[WHAT IS NEEDED] Copy each of the records below word for word, leaving every line unchanged.

[Location identification entries]
* begin *

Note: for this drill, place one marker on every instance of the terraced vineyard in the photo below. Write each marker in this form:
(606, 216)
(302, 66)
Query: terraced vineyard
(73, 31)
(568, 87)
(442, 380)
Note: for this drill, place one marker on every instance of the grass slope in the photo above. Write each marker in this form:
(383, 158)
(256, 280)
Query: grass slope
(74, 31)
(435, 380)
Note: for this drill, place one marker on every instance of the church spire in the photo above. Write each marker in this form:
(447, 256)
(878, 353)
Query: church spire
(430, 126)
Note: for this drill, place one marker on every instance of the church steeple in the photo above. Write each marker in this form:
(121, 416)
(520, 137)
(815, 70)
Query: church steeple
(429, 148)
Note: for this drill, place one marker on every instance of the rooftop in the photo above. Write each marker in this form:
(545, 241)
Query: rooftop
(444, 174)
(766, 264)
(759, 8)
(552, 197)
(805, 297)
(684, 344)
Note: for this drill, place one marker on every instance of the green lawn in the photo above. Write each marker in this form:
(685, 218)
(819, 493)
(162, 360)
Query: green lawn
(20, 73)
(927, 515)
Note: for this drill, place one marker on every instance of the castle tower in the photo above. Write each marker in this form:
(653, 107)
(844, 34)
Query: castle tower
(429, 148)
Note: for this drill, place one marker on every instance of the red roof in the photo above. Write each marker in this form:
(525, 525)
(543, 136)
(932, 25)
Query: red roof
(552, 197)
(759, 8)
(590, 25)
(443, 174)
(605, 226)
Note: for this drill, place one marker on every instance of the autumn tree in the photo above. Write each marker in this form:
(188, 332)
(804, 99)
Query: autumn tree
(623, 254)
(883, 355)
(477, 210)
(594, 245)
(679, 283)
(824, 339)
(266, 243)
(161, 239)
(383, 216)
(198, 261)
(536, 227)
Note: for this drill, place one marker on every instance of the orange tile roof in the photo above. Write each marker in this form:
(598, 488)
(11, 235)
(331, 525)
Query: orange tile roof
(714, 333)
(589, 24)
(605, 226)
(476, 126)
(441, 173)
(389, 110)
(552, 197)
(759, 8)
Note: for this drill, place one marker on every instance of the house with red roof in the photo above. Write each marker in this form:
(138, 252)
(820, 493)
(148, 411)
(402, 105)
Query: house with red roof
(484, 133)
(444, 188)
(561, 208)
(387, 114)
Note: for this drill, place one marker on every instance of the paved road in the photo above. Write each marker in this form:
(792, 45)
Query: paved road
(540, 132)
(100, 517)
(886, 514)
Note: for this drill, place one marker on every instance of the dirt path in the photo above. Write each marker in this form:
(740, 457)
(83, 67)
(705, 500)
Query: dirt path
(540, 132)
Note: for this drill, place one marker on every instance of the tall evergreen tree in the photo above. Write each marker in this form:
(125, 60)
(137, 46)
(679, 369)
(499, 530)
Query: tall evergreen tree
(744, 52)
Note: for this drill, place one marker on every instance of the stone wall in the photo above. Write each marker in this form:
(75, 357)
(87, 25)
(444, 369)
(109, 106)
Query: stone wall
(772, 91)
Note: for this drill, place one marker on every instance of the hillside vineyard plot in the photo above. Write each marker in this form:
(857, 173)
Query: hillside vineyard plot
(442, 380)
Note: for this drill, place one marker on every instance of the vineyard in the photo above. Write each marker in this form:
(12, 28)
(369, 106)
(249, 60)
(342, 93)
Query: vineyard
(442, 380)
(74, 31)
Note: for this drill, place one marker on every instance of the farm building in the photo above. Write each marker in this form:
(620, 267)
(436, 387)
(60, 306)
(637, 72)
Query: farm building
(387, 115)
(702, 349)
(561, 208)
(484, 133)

* end *

[FINISHED ANSWER]
Note: for this drill, place one marker on every instance of the terraced vineyard in the photo below. Write each marker in this form:
(606, 216)
(302, 66)
Query: terraced vineyard
(73, 31)
(568, 87)
(442, 380)
Note: for this drill, place one marker on every instance of the grass slope in the photo above. Write each marker in this form:
(383, 158)
(256, 280)
Query: grass slope
(74, 31)
(435, 380)
Note: for this drill, place one marker on every instance of the church spire in the photo above. Write each marker in this form:
(447, 256)
(878, 353)
Query: church spire
(430, 126)
Note: for this drill, place one marker on every instance of the church steeple in the photo above. Write each marker in this form:
(121, 416)
(520, 137)
(815, 70)
Query: church steeple
(429, 148)
Note: for this drill, place one marker on every instance of the rooftop in the photo above. Write each marker in this form:
(545, 241)
Query: rooftop
(444, 174)
(766, 264)
(759, 8)
(552, 197)
(805, 297)
(684, 344)
Note: for this drill, place one marker on every instance of the green lawn in the photo above. Write each marker in this form:
(685, 218)
(819, 493)
(162, 360)
Query: green lawn
(20, 73)
(927, 515)
Note: for this drill, place one marker on every instance of the castle tower in the photo above. Write each marker in this form:
(653, 107)
(844, 34)
Query: castle tower
(429, 148)
Note: for this drill, place one marker on every instance of the red roof in the photo above. Write each marker in this form:
(525, 525)
(543, 136)
(932, 25)
Query: red roof
(552, 197)
(759, 8)
(590, 25)
(443, 174)
(605, 226)
Note: for this drill, place one marker on every instance of the autumn tree in the photo above. Write each marker in this form:
(188, 332)
(804, 99)
Query: autumn tree
(623, 254)
(883, 355)
(477, 210)
(594, 245)
(679, 283)
(824, 339)
(266, 243)
(161, 239)
(383, 216)
(198, 261)
(536, 227)
Note: for this drill, place one marker on every instance of the orange tile roof in the photo above. Write each marker in this form:
(598, 488)
(11, 235)
(331, 525)
Query: orange tile roof
(714, 333)
(589, 24)
(605, 226)
(476, 126)
(441, 173)
(389, 110)
(552, 197)
(759, 8)
Note: for this drill, place one marker on every instance of the house with red roof in the photo above. Write each marker in this form:
(138, 252)
(820, 493)
(148, 411)
(402, 105)
Query: house with red roof
(484, 133)
(444, 188)
(561, 208)
(387, 114)
Note: for this drill, place one marker on every instance of the paved road in the photo above. Write each marker in this form:
(792, 45)
Query: paved road
(540, 132)
(100, 517)
(886, 514)
Note: for this drill, place one marker on every instance of the dirt path in the photo above. Write each marker in this form:
(740, 457)
(83, 67)
(705, 500)
Query: dirt path
(540, 132)
Note: for this drill, place one marker on every instance of the tall evergreen tree in the photo above. Write each marker in this form:
(125, 60)
(137, 46)
(679, 369)
(499, 530)
Query: tall evergreen tree
(744, 52)
Note: for this drill, place one marker on every instance of the stone wall in the photo above. Write each marker in this form:
(75, 357)
(87, 25)
(444, 369)
(109, 106)
Query: stone wall
(772, 91)
Note: for this drill, place one marker on every instance of the hillside vineyard plot in the photo above. Write each marker in this form:
(857, 173)
Query: hillside vineyard plot
(442, 380)
Note: for this drill, place one marker on every instance of the vineyard in the photo above. Write each marker in this form:
(12, 28)
(369, 106)
(249, 60)
(342, 93)
Query: vineyard
(442, 380)
(74, 31)
Note: for this drill, place one marker on every instance of the farm building in the photo above. Write each marker in this form:
(620, 267)
(436, 387)
(60, 306)
(637, 72)
Query: farm building
(387, 115)
(702, 349)
(561, 208)
(484, 133)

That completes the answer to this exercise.